● **TESTO DELL'ESERCIZIO**
↓
Farmaco contro Parkinson causa ludopatia, Pfizer condannata

Giocatore con la testa appoggiata alle slot-machine
Giocatore con la testa appoggiata alle slot-machine

TORINO. – Per curare il Parkinson ha usato, per cinque anni un farmaco che lo ha trasformato in un giocatore d’azzardo incallito, portandolo sull’orlo del baratro. Ora però la Corte d’Appello del Tribunale Civile di Milano ha condannato il colosso farmaceutico Pfizer Italia a risarcire un sessantenne del centro Italia.

Cinquecentomila euro, tra danni economici e morali, perché quegli effetti collaterali – la ludopatia, appunto, e l’ipersessualità – non erano indicati nel bugiardino del medicinale – il Cabaser – negli anni in cui l’aveva utilizzato. “I primi sintomi si sono manifestati poco dopo l’assunzione del medicinale – ha raccontato ai giudici l’uomo – Mangiavo di più, ero diventato ipereccitato sul piano sessuale. Poi ho cominciato a giocare. All’inizio senza denaro, per finta. Invece di lavorare guardavo il casinò online. Poi ho fatto il primo bonifico bancario a una società straniera, 50 dollari. Ma i soldi duravano poco e i bonifici aumentavano. Non riuscivo più a fermarmi”.

In cinque anni l’uomo ha ‘fatto fuori’ più di 1.800 carte di credito usa e getta. E, dopo aver sottratto centomila euro alla sua azienda, soldi che ora restituirà, ha anche perso il lavoro. Gli stessi amici non volevano più vederlo, perché ogni volta era una richiesta di denaro.
↑
[Materiale archiviato]
↓
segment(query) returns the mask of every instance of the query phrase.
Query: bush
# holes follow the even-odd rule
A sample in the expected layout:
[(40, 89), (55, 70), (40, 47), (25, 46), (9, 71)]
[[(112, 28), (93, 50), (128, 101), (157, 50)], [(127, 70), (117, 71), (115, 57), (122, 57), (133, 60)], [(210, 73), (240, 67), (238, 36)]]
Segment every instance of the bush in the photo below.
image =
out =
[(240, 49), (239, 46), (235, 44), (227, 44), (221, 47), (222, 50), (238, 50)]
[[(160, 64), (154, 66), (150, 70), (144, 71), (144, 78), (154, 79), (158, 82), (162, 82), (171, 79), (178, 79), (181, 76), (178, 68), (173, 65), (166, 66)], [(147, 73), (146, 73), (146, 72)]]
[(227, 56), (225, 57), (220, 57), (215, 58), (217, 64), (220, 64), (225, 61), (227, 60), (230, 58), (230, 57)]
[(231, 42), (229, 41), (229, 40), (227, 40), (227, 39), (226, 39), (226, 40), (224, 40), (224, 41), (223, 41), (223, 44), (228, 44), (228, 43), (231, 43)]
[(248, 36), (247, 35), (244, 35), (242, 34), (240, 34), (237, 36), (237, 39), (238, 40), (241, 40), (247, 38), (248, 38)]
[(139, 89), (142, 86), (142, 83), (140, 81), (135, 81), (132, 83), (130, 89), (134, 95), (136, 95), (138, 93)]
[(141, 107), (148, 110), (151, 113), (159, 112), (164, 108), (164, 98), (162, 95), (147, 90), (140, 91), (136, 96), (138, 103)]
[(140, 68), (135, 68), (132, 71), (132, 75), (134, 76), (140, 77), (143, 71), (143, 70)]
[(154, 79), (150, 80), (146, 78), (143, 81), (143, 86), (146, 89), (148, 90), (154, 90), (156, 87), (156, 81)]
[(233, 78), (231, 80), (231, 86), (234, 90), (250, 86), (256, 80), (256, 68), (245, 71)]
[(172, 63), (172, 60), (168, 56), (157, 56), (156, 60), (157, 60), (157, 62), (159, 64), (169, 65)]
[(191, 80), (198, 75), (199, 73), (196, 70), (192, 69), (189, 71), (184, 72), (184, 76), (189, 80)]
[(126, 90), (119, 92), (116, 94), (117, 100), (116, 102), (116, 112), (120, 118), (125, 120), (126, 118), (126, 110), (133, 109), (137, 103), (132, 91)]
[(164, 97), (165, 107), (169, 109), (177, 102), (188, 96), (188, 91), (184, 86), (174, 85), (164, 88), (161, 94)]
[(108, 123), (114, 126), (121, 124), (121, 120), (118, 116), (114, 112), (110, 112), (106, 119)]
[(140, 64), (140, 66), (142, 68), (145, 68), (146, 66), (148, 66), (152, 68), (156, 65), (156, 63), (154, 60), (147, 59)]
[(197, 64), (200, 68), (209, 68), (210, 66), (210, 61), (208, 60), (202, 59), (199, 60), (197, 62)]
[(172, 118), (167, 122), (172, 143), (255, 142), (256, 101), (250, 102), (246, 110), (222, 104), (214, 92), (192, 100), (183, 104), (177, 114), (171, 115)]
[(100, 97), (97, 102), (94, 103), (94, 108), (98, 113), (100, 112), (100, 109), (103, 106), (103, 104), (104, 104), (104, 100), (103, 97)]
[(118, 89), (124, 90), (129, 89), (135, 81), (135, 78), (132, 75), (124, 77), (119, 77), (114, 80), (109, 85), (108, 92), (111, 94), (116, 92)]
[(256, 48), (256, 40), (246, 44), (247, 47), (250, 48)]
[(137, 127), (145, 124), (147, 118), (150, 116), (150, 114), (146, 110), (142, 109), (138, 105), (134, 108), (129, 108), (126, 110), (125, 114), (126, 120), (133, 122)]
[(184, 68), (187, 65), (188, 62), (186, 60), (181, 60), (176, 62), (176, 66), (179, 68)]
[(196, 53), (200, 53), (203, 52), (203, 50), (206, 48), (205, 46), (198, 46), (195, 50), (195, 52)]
↑
● **AZIONE RICHIESTA 1**
Quale somma deve versare Pfizer Italia al sessantenne, secondo l'articolo sul risarcimento per il Cabaser?
● **AZIONE RICHIESTA 2**
Ripeti dall'articolo sul risarcimento per il Cabaser il passo compreso tra "In cinque anni" e "richiesta di denaro.", estremi inclusi.

● **RISPOSTA FINALE 1**
Cinquecentomila euro, tra danni economici e morali.

● **RISPOSTA FINALE 2**
In cinque anni l’uomo ha ‘fatto fuori’ più di 1.800 carte di credito usa e getta. E, dopo aver sottratto centomila euro alla sua azienda, soldi che ora restituirà, ha anche perso il lavoro. Gli stessi amici non volevano più vederlo, perché ogni volta era una richiesta di denaro.